What this exercise asks:
[A] In the review of Blonde, what is the film adapted from?
[B] Carry on writing the review of Blonde, starting right after its last sentence.

═════ Extract

Alas, Dominik fails spectacularly. Most of my offense arises from a vulgar text whose intent remains obscure, or else hopelessly confused.
Andrew Dominik’s Blonde
“The various schools and methods of criticism devoted to close reading make their primary appeal to the text itself, rather than to broad social issues.”
-Adrian Martin in “The Offended Critic”
In Blonde characters will monologue, oftentimes incoherently. Sometimes they say exactly what they mean, clobbering viewers on the nose with clumsy symbolism.
Or, they flap their gums without saying anything at all. Early in the film, Norma Jeane has a three-way with the son of Charlie Chaplin and the son of Edward G. Robinson. This scene, as filmed, does not appear in the screenplay. I assume much of it was improvised because its content is remarkably strange.
Charlie Chaplin’s son, Cass, enters the room and says:
“This place… know what it smells of? Dreary old love-paste. Nothing more dreary than rancid love-paste. You know we’ve performed in porn films. Just for the hell of it. Not for cash.”
After an unhinged preamble about the smell of cum and shooting pornos, Cass seems to find his way to making a (blunt) statement about liberating the female body while, simultaneously, objectifying Marilyn. He undresses her before a mirror, saying:
“The human body is meant to be seen. Admired and desired. Not hidden away like some ugly, festering wound.”
Then Cass’ ramblings immediately careen off the rails again:
“I like to watch myself in the mirror. I like to watch myself on the toilet even. In our household, my father, Chaplin, was all the magic. He drew all the light into himself until there was nothing left inside me but numbness. Like sleep. Only in the mirror could I see myself. Anything I did in the mirror, I could hear waves and waves of applause.”
What am I to make of the fact that Cass watches his reflection while shitting? What does the thunderous applause that he hears every time he evacuates his bowels mean?
Then Cass seems to suddenly remember what movie he’s in and says of “Marilyn’s” reflection:
“Look, Norma Jeane. There she is. Your magic friend.”

When Blonde offers these head-spinning tidbits, its tone is quite serious. The stellar production design and costumes lend the aesthetic of prestige. Despite Dominik’s film considering itself “high art,” Blonde is as shallow as it is turgid.
In Blonde, subtly has been shot in the fucking head. You can find it in a shallow grave behind the studio, buried next to Tact. Blonde feels like the unwanted lovechild of a one-night stand between Showgirls (1995) and a shitty Tenessee Williams play. It wants so badly to be meaningful, but its attempts at profundity are hamstrung by the intellectual shortcomings of a middle school theater production. It certainly swings for the fences but misses by a mile.
It is worth noting that Dominik’s Blonde is a cinematic adaptation of Joyce Carol Oates’ novel of the same name, which offers a fictionalized portrait of Marilyn’s life story.

══════════
═════ Supplied records

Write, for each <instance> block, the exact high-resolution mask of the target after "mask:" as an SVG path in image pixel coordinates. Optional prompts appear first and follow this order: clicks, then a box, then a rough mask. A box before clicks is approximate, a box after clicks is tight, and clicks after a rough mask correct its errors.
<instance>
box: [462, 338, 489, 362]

══════════
═════ Supplied records

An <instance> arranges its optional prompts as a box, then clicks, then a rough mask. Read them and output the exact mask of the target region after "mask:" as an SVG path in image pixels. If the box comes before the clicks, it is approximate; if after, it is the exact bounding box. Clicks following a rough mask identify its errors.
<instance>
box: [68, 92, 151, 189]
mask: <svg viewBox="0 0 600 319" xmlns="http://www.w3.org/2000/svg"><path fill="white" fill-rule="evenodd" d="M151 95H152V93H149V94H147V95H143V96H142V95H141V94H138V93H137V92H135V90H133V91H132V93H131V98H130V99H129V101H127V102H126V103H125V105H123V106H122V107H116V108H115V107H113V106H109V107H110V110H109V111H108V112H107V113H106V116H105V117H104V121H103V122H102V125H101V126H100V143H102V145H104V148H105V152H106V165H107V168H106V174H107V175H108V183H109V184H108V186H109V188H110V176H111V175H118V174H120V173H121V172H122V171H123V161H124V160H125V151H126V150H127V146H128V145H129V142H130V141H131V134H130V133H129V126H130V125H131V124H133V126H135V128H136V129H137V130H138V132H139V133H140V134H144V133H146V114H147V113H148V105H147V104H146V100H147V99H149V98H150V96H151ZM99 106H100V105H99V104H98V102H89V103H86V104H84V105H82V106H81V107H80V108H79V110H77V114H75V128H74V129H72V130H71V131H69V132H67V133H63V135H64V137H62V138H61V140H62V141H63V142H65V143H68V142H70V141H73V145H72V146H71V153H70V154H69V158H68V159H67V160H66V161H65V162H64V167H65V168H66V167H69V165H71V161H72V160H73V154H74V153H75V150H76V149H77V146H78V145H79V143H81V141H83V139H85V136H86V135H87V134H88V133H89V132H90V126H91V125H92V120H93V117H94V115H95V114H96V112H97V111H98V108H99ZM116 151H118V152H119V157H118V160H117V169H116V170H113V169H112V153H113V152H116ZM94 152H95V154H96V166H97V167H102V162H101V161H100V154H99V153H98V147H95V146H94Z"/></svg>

══════════
═════ Supplied records

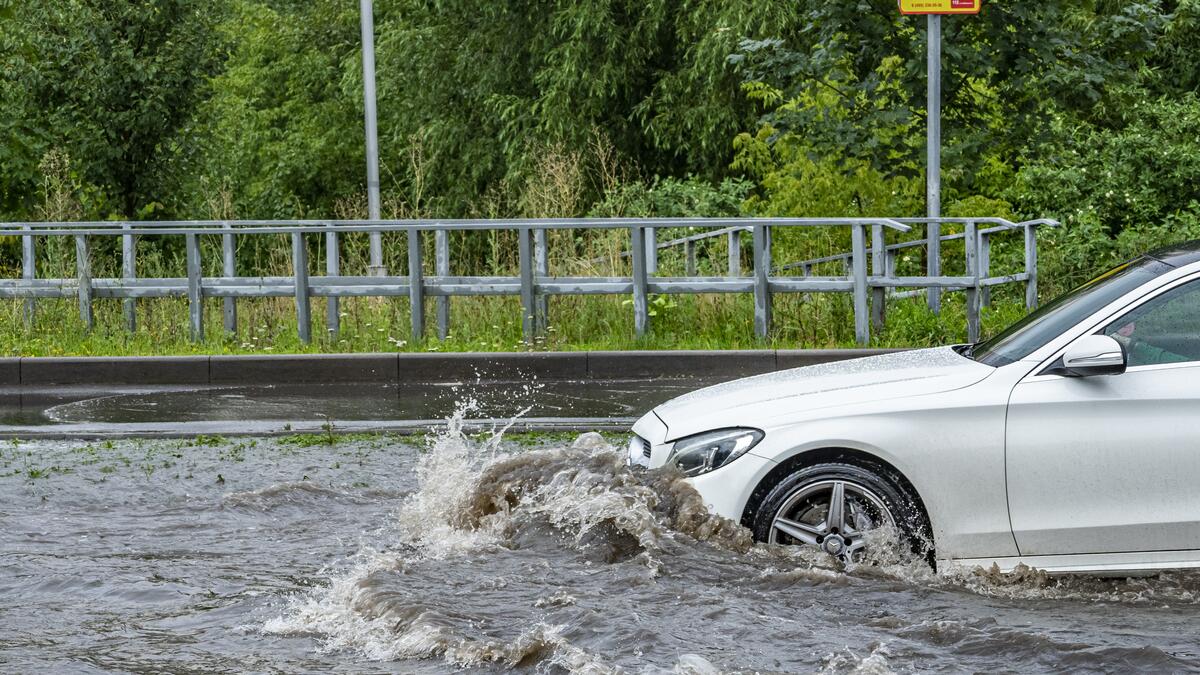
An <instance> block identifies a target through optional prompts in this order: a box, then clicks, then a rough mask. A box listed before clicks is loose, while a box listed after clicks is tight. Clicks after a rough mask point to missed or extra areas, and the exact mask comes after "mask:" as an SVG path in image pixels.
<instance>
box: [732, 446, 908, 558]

══════════

Answers for each item:
[A] Joyce Carol Oates' novel of the same name, which offers a fictionalized portrait of Marilyn's life story.

[B]
Blonde by Joyce Carol Oates
“Oates pulls us into a book about the fate of a female star in the Hollywood world of mirrors, smog, and shadows, a world where women’s bodies are commodities traded for titillation and profit… Oates uncannily channels Monroe’s inner voice and demands that the star be given recognition, compassion, and respect… as Oates watched all of Monroe’s movies, learned more about her intelligence and humor, her determination to be seen as a serious actress, and the intersection of her career with multiple strands of mid-twentieth-century American culture—sports, religion, crime, theatre, politics—she realized that she needed a larger fictional form to explore a woman who was much more than a victim.
-Elaine Showalter’s Introduction to Joyce Carol Oates Blonde
Joyce Carol Oates’ Blonde, a novel almost 800 pages long, was released in 2000. Although the book is thoroughly researched and broadly resembles Marilyn’s life story, it is emphatically a work of fiction. It rearranges certain details, embellishes, and distills the life of Norma Jeane into a coherent work of fiction that attempts to unpack the manifold layers of the iconic “blonde bombshell” and the world she occupied.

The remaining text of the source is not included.